* [Set problem 1] Print the passage of the blog post on laziness and camping starting with "Same with ironing." and going on through "or the cool-down.", word for word.
* [Set problem 2] Resume the blog post on laziness and camping from the point where it stops, carrying it on in the same voice.

* [Text to read]
I won't bother with things like priming a surface or other things that you can't see with the naked eye.

If the car starts what does it matter that the check engine light has been on for over a year?

I don't think I've ever used ALL the screws that come with the Ikea furniture.

Cleaning the oven?  Really?  News flash:  It's only going to get dirty again.

Same with ironing. It's a vicious, pointless cycle that was meant to be broken.

And I can make a 30-minute workout even shorter by not doing the warm-up or the cool-down.

How often are you supposed to change your toothbrush?  Wait, don't even tell me.

I shove things into my cabinets/closets then unmeticulously arrange it just enough to close the door.

Sudoku?  Crossword puzzles?  No one sees how sharp or dull my mind is.  So, huge waste of time.

I could come up with other examples, but frankly, I'm too lazy.

So basically, my goal is to conserve energy.  
And I think in this day and age we all know how important conservation is.  


(Wait until you see the big reveal on my half-assed home improvement project on Monday.)







Monday, July 21, 2014

Camp Host Nazi


We look forward to it every summer.  Our annual camping trip on the lake surrounded by mountains and good friends.  Letting the elements run free in the elements.  We've been doing this so long we know exactly what to expect and we plan for it.  Bringing extra food, sunscreen, towels and life vests.  Except we didn't expect her.  Doreen.  Camp host and resident camp Nazi for the summer.

A rare sighting of Camp Nazi in her Nazimobile
After we had meticulously sprawled our tents between our campsites and the kids set up their hammocks to sleep among the trees and under the stars, she appeared.  Spewing her camp regulations and shoving a passive aggressive printed copy of them in my friend's hands.  We'd need to move our tents.  And no hammocks.  We'd have to create a tent city with zero lot lines on our pad.   Somehow this didn't blight the neighborhood.  Nor did the blaring country music.  Or dog owners that neglected to pick up their dogs' crap.  Or the fact that there wasn't a non-smoking section.


How could this be? 
None of this tent pad nonsense was enforced before.
 It didn't make any sense.

Stored dataset entries
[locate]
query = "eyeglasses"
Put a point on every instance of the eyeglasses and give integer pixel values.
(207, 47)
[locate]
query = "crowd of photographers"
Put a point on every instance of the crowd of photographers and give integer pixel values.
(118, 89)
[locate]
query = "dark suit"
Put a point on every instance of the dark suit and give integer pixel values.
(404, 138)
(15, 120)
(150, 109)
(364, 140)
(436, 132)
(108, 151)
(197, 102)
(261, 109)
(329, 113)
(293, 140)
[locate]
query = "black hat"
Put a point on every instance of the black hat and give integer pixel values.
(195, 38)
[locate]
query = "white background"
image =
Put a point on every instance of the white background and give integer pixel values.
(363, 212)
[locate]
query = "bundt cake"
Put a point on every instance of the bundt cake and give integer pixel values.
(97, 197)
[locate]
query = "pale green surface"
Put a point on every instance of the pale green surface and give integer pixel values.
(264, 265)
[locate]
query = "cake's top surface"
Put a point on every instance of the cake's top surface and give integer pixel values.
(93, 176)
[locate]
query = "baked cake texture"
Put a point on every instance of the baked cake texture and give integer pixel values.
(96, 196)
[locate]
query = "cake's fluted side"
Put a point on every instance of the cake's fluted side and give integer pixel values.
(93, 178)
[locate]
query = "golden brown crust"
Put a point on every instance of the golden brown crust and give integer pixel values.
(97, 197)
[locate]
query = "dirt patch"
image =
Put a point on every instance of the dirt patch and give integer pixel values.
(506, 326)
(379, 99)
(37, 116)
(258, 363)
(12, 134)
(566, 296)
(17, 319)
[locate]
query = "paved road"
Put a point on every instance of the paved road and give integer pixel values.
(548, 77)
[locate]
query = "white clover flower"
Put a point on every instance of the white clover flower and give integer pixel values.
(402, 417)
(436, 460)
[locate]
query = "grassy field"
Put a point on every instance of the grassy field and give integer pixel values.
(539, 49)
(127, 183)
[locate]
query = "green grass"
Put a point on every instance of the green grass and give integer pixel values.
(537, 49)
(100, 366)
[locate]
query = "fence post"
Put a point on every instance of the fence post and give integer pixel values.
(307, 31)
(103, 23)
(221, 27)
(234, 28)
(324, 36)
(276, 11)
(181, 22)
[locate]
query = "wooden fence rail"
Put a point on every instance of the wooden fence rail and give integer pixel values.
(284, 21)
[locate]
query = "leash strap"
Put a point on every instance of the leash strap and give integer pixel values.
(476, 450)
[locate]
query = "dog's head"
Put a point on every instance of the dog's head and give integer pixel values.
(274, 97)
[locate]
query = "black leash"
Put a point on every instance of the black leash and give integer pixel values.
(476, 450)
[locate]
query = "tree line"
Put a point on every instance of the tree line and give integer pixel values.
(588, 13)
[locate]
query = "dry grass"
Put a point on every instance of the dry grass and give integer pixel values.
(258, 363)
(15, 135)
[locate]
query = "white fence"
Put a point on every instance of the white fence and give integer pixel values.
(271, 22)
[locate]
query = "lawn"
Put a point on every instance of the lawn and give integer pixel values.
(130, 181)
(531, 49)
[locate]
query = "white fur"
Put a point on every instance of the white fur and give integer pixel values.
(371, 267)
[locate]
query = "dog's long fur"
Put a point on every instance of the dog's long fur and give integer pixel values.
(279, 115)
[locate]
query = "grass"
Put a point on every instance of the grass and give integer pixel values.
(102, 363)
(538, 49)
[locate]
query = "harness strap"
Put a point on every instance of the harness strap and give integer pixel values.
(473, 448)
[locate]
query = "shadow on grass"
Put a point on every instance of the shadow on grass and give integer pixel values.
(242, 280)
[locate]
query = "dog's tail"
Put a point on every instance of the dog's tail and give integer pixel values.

* [Exercise output 1]
Same with ironing. It's a vicious, pointless cycle that was meant to be broken.

And I can make a 30-minute workout even shorter by not doing the warm-up or the cool-down.

* [Exercise output 2]
The way regulations rarely do.  


Our thoughts on this bullshit is best represented by a photo of my friend Ken holding the regulations.  
Which we used for kindling soon thereafter.  



And then we handled the situation like adults.  We took to the lake for happy hour and talked about Doreen.  Pranks that we could pull, like TPing her camper.  Or putting honey around it to attract the bears.  We came up with condescending names for her.  Like Latrine.  And Doron.  But in the end, we did nothing.  Because we're mature adults.  Most of the time anyway.

The next morning, after that first cup of crappy camp coffee, the walk of shame to the commode to excavate one's bowels began.   And what's worse than taking a shit in a camp toilet already filled with shit, flies and the odors of a month's worth or more of the shits of strangers?



Not having anything to wipe your ass with because the camp host, that doron, Latrine, didn't stock the toilet paper.
We so should have TPed her camper!

To read more about last year's camping adventure you can check out So Campy here.

Thursday, July 17, 2014

Phone Skills


If you don't know me in real life, you may not know exactly how technologically inept I am.  The modern world and I aren't friends really.  I often feel like I was born in the wrong time in history.  But, I am glad that I'm living when toothpaste and dental hygiene are important.   However, my phone skills are a completely different story. And now I'm going to say something completely shocking in this day and age,  I hate my phone.

I used to have the cheapest most bare basics Walmart phone.  Until it died.  Reluctantly, forcing me to get a new phone. At which time I upgraded to the second cheapest most bare basics Walmart phone, which is actually less user friendly than the original one.  Anyone who texts me is also in hate with my phone.  But the list of people persistent enough to text me at this point is extremely short.

Originally, I thought I got a phone so my kids could reach me, you know,  in case something happened and they needed to get in touch with me.  However, the last person my kids are interested in getting in touch with is me. They wander our house with my phone in hand calling and texting their friends usually conceiving a plot to get out of Dodge.  Which is why at any given moment (like this one) I HAVE NO EARTHLY IDEA WHERE MY PHONE IS!

Annoying facts about my phone:

I can't receive photos or group messages.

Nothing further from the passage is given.